> _Records to use_
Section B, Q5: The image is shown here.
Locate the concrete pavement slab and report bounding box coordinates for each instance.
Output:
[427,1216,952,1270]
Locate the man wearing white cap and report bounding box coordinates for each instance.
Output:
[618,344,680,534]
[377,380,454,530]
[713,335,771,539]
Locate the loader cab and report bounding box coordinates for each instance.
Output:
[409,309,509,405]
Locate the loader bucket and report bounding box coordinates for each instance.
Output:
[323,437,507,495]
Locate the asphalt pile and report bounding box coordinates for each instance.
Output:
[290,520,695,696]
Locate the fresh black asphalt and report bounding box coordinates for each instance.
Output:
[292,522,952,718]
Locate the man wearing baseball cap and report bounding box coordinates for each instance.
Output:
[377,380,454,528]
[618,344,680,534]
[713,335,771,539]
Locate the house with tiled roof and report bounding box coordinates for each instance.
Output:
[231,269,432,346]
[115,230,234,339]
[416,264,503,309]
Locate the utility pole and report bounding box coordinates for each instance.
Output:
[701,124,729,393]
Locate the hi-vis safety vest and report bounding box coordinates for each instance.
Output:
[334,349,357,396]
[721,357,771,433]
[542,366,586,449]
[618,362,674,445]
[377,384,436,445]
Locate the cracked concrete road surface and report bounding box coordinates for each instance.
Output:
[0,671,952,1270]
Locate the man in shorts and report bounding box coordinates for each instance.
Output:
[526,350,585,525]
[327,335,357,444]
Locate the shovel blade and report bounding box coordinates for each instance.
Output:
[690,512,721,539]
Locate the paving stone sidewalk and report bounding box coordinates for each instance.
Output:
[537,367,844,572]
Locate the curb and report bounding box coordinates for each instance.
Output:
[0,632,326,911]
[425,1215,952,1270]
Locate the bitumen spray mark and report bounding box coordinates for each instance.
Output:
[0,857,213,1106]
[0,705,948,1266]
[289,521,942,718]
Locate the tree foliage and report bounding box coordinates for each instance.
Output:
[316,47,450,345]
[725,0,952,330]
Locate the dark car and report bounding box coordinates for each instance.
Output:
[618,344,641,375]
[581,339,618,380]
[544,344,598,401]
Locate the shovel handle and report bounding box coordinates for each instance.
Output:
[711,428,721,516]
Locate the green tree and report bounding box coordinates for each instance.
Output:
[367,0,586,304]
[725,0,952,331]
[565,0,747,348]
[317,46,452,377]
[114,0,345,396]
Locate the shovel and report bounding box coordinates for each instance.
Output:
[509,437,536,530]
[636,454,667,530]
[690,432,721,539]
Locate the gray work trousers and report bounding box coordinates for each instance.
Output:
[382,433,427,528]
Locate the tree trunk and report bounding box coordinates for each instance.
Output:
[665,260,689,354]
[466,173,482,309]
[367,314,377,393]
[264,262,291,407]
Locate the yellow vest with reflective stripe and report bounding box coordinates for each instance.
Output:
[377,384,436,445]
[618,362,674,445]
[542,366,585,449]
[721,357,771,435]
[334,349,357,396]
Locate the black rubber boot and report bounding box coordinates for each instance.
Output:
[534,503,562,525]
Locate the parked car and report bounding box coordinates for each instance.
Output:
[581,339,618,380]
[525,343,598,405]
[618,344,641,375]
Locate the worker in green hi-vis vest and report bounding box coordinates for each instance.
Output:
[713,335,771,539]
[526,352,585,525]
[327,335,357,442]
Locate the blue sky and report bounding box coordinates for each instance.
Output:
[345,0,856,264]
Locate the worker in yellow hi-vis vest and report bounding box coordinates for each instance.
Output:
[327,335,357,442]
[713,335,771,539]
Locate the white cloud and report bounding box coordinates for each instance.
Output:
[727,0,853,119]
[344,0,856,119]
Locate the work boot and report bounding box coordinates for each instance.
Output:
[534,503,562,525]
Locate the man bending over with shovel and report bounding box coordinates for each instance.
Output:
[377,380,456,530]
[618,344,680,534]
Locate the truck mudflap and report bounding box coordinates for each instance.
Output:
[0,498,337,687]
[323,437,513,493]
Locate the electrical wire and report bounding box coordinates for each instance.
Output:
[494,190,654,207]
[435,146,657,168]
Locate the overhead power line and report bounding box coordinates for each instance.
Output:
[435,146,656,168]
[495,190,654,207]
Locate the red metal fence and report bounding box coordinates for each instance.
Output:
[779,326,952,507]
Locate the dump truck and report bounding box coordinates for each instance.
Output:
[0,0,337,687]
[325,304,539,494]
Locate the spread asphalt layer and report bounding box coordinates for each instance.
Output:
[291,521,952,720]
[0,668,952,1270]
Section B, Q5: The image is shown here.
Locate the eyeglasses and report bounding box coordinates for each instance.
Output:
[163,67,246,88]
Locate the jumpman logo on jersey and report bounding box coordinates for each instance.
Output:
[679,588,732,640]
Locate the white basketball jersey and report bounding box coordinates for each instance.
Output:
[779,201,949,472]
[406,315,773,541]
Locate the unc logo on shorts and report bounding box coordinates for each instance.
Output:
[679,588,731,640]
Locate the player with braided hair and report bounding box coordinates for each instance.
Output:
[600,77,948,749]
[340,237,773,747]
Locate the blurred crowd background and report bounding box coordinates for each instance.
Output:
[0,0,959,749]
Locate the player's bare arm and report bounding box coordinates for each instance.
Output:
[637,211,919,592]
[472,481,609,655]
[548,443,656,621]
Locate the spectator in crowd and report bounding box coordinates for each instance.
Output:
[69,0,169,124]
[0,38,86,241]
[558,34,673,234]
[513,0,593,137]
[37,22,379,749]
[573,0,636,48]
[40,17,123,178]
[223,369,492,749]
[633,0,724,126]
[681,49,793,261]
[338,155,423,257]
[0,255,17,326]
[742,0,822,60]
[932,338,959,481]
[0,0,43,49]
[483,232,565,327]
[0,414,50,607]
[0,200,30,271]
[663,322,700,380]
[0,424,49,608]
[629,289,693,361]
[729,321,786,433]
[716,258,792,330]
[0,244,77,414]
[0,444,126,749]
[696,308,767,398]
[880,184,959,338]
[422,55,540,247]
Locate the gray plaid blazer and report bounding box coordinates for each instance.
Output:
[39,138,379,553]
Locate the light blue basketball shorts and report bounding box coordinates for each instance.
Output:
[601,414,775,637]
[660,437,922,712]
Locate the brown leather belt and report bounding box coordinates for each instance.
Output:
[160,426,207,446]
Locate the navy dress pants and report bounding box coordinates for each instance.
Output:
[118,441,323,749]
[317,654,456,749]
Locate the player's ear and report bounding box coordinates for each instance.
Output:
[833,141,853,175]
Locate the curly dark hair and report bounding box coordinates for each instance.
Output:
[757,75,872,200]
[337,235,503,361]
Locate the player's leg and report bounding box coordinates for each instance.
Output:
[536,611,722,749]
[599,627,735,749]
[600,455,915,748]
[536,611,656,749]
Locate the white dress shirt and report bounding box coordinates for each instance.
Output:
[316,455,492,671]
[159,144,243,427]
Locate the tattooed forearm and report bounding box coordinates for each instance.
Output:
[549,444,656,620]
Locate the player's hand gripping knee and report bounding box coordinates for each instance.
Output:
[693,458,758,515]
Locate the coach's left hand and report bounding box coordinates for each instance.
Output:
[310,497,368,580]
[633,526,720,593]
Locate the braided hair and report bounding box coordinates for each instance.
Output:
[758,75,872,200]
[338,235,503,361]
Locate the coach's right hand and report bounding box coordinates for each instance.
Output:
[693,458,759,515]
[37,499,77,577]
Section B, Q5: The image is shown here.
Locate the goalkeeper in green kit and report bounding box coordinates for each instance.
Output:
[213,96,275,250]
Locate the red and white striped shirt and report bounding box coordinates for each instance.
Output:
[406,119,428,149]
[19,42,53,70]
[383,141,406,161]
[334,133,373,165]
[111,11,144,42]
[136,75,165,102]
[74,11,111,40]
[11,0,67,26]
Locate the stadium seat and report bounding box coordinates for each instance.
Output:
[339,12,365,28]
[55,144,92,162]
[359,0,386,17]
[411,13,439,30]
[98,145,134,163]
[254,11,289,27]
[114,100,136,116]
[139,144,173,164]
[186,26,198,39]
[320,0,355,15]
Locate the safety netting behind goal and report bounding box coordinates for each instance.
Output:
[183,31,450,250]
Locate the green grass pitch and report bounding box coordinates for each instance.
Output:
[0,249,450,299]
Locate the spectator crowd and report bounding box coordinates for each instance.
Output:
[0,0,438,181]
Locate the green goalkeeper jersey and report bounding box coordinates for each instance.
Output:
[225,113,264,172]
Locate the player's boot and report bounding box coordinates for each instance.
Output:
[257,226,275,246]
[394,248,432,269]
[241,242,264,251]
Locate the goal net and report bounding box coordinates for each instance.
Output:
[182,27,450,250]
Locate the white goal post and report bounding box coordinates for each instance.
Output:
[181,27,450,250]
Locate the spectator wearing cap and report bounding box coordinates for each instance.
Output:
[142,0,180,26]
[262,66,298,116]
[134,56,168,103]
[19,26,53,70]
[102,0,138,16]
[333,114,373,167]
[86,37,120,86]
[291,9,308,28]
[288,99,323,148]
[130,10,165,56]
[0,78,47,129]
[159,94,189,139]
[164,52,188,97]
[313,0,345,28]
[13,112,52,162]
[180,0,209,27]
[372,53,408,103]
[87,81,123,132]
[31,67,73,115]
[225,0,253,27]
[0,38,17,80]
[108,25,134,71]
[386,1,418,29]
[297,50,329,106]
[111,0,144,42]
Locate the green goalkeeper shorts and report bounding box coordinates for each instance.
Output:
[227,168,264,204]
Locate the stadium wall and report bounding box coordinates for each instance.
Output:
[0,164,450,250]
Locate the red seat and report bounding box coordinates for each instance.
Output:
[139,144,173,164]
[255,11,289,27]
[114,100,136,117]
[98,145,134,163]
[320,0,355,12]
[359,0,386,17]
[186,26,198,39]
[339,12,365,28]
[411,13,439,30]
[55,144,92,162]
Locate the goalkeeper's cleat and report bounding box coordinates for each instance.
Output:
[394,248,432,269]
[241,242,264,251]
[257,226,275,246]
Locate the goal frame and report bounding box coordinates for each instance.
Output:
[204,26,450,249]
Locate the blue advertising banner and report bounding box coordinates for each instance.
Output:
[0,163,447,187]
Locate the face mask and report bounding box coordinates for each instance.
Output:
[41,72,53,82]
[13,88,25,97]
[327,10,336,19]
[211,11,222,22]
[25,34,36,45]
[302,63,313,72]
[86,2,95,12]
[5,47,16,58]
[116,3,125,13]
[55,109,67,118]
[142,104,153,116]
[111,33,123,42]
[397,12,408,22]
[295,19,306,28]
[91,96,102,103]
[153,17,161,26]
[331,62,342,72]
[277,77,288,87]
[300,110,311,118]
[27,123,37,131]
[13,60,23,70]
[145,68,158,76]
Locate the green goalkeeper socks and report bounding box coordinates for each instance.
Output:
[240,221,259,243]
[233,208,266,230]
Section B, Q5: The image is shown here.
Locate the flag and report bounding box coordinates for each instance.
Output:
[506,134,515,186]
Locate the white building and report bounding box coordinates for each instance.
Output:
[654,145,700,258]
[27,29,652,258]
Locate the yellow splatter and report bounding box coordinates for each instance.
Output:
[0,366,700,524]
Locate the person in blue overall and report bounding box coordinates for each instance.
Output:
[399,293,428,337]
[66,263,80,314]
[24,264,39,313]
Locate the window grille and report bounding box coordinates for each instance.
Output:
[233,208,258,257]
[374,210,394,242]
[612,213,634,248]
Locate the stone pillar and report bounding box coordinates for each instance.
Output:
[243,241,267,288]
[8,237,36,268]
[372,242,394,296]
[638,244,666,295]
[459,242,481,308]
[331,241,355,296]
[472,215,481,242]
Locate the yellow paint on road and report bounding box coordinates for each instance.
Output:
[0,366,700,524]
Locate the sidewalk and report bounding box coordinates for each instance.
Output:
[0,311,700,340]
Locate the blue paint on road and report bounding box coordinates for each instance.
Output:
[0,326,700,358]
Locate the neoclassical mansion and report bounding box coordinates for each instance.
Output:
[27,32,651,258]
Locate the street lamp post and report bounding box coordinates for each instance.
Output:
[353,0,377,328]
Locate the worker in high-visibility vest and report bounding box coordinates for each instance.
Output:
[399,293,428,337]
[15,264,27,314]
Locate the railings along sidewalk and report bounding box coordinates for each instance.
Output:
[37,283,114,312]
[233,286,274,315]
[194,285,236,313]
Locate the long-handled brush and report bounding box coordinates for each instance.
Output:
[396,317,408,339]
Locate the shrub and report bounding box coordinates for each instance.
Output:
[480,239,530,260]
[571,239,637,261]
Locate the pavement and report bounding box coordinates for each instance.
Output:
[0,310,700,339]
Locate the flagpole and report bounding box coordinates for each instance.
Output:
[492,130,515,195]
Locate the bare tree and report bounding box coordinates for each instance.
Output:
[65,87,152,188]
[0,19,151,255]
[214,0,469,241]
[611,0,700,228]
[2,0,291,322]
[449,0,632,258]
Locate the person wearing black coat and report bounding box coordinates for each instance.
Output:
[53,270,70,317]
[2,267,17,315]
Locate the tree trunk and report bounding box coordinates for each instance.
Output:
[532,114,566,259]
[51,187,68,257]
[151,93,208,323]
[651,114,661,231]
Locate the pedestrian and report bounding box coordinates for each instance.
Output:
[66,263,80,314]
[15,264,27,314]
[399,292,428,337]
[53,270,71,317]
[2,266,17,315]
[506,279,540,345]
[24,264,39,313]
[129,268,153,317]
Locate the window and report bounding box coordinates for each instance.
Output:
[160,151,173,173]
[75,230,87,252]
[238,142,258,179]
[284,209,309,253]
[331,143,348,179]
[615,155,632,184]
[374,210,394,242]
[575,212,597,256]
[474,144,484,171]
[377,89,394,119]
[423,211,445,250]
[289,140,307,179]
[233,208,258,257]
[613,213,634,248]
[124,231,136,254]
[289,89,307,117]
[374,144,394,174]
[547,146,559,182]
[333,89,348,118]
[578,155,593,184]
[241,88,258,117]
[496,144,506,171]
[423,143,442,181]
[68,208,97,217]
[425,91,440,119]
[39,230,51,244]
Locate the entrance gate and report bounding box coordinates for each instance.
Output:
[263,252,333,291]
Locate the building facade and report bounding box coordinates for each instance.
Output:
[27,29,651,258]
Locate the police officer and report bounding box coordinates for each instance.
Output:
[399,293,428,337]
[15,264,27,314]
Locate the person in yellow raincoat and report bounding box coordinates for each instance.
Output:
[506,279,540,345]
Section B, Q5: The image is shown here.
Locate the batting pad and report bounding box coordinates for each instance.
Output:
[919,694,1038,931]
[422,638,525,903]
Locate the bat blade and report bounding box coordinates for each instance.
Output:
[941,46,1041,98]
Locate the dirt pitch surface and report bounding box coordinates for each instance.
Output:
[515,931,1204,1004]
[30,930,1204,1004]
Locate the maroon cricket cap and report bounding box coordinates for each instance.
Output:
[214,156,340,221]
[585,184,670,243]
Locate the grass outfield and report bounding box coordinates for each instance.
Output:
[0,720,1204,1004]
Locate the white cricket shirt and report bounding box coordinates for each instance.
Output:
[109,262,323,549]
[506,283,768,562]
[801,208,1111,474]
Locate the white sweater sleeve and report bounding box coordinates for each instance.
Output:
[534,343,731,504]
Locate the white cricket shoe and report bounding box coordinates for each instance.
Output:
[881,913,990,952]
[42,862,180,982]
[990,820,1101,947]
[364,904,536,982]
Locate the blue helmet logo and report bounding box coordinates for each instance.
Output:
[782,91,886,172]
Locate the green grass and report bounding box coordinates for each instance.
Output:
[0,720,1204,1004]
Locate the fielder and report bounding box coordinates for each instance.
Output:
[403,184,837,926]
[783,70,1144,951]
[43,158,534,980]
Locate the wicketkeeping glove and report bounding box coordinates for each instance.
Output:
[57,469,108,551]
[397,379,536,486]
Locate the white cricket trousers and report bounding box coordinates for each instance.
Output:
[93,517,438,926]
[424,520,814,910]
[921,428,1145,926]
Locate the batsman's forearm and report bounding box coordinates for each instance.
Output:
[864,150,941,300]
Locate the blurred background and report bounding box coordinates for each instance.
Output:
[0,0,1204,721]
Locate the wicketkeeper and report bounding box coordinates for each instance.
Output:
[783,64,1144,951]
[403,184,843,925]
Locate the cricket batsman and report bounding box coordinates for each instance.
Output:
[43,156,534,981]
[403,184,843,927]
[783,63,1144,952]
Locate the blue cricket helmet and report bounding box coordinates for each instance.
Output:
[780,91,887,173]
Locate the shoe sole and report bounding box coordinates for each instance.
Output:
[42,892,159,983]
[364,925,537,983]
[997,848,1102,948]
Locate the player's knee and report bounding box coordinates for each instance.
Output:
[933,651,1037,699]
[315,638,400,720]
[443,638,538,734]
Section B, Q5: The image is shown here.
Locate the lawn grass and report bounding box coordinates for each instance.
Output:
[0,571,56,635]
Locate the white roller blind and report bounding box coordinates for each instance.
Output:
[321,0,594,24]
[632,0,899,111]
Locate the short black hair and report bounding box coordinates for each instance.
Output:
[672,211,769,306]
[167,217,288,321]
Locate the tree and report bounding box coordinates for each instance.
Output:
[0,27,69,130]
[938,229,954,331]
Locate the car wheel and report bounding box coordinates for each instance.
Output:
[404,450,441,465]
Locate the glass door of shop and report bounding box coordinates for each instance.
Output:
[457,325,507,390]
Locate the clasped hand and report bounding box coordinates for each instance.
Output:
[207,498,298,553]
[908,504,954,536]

> _Given instruction_
Print the lines of the data from the line containing "Locate the player's knee" through the line containing "[0,571,56,635]", inclusive, and reproduce them exactly.

> _Task response_
Locate the player's knee and report bounding box coordinates for each instance.
Output:
[933,651,1037,699]
[315,638,400,720]
[443,638,538,734]
Section B, Q5: The image is shown here.
Locate the lawn grass and report bounding box coordinates for each instance.
Output:
[0,571,56,635]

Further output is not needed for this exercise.